═══ Stored rows ═══

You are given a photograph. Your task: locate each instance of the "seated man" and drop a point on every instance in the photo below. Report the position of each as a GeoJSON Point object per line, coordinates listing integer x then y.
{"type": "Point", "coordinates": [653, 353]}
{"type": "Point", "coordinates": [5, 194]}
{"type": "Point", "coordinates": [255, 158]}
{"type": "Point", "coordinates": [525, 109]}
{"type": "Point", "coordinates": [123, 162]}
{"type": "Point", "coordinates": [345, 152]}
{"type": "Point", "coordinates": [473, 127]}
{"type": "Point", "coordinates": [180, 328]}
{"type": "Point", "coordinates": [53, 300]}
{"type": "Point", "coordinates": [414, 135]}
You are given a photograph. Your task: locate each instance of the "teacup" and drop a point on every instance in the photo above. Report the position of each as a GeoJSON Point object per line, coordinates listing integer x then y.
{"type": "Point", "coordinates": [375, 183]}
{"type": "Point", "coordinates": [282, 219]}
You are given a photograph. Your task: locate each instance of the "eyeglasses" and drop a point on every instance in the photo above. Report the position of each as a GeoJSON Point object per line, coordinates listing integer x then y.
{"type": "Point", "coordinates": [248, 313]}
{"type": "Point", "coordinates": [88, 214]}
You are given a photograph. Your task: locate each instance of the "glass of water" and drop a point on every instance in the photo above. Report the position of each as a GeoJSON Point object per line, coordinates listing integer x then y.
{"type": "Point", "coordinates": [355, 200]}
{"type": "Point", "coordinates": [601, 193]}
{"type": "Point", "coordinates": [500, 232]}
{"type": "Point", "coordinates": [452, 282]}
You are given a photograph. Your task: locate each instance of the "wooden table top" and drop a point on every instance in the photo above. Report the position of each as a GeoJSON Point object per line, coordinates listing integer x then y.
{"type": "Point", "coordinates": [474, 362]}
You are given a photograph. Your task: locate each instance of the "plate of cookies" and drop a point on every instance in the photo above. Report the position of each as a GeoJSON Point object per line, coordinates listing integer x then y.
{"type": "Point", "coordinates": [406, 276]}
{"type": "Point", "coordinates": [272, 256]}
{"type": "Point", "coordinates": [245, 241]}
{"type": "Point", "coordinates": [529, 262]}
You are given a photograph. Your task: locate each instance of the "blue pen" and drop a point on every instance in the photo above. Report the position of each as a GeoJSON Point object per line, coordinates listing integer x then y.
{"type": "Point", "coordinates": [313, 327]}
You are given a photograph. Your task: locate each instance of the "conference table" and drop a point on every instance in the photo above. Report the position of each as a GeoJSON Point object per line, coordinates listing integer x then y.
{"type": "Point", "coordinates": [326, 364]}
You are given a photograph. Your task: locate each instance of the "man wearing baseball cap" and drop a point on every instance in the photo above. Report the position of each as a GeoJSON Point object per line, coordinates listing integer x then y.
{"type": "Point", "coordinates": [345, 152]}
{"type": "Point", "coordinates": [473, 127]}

═══

- _Aim of the task_:
Repeat the data in its entirety, character for character.

- _Output of the task_:
You are given a photograph. Your task: locate each instance of the "seated man" and drop a point on every instance in the photo below. Report the position of each as a GeoJSON Point object per line, coordinates listing integer x then y.
{"type": "Point", "coordinates": [653, 353]}
{"type": "Point", "coordinates": [5, 194]}
{"type": "Point", "coordinates": [255, 158]}
{"type": "Point", "coordinates": [525, 109]}
{"type": "Point", "coordinates": [123, 162]}
{"type": "Point", "coordinates": [345, 152]}
{"type": "Point", "coordinates": [473, 127]}
{"type": "Point", "coordinates": [180, 328]}
{"type": "Point", "coordinates": [53, 300]}
{"type": "Point", "coordinates": [414, 135]}
You are given a photograph. Your task: locate each instance of the "teacup" and drop a point on every instance in the photo above. Report the position of each as a GeoJSON Point object per line, coordinates listing integer x then y.
{"type": "Point", "coordinates": [375, 183]}
{"type": "Point", "coordinates": [282, 219]}
You are given a photograph. Your task: locate each instance of the "eyeglasses" and drop a point on every instance in the photo above. Report the position of each as a GeoJSON Point object per line, coordinates listing integer x then y.
{"type": "Point", "coordinates": [248, 313]}
{"type": "Point", "coordinates": [88, 214]}
You are given a photograph. Your task: locate each instance of the "glass of water" and drop a point on every instance in the photo above. Report the position of each as a GeoJSON Point object per line, coordinates listing integer x then y.
{"type": "Point", "coordinates": [355, 200]}
{"type": "Point", "coordinates": [601, 193]}
{"type": "Point", "coordinates": [500, 232]}
{"type": "Point", "coordinates": [452, 282]}
You are given a photograph. Your task: locate each instance of the "wooden table top" and drop a point on every instance in the photo above. Report the position of each as a GeoJSON Point object per line, coordinates listing integer x then y.
{"type": "Point", "coordinates": [474, 362]}
You are given a photograph. Your task: locate each instance of the "plate of cookies" and drop a point on every instance in the photo above. Report the position of each as a GeoJSON Point object per line, coordinates listing integer x then y.
{"type": "Point", "coordinates": [406, 276]}
{"type": "Point", "coordinates": [272, 256]}
{"type": "Point", "coordinates": [245, 241]}
{"type": "Point", "coordinates": [529, 262]}
You are given a photograph. Your task: locate each instance of the "blue pen" and drop a point on every instance in the photo above. Report the position of each as a GeoJSON Point object per line, coordinates listing integer x then y.
{"type": "Point", "coordinates": [313, 327]}
You are given a photograph. Your task: locate each instance of the "conference table" and drop a point on every instance in the photo above. Report the position of each as a GeoJSON Point object per line, coordinates listing integer x then y.
{"type": "Point", "coordinates": [326, 364]}
You are given a photograph. Your task: locate each instance of the "man wearing baseball cap" and drop a point on every instance in the photo above. Report the position of each as a GeoJSON Point object per line, coordinates listing integer x then y.
{"type": "Point", "coordinates": [345, 152]}
{"type": "Point", "coordinates": [473, 127]}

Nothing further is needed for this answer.